### WHAT YOU SHOULD DO:
In the material below, swap "sailor" for "surfer" wherever it appears and reproduce everything else unchanged, omitting the pictures.
=-=-=
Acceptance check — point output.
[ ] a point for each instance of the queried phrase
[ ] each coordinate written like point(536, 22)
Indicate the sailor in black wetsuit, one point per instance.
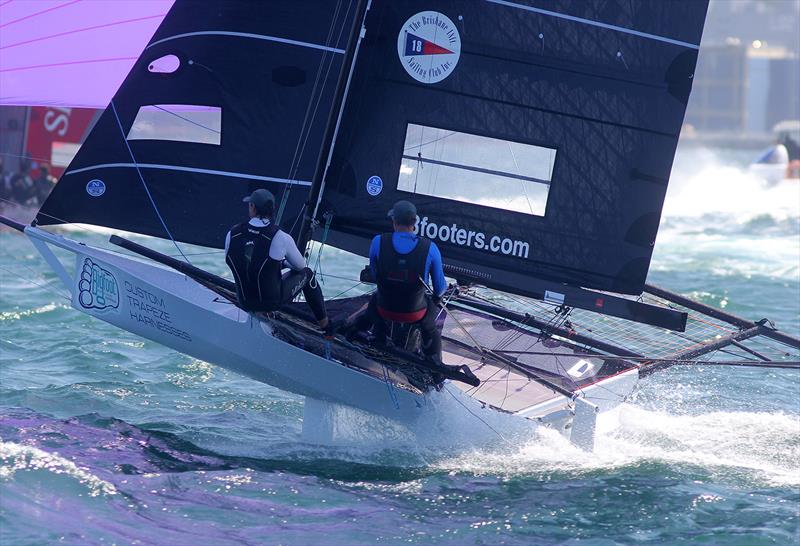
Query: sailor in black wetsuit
point(257, 252)
point(401, 263)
=-=-=
### ANSWER FOR THE TASK:
Acceptance check — point output.
[ ] a point for each instance of the queried phrase
[ ] each coordinate written like point(536, 22)
Indicate the surfer in black wetsuit, one point per instance.
Query: surfer in black wetsuit
point(257, 252)
point(401, 263)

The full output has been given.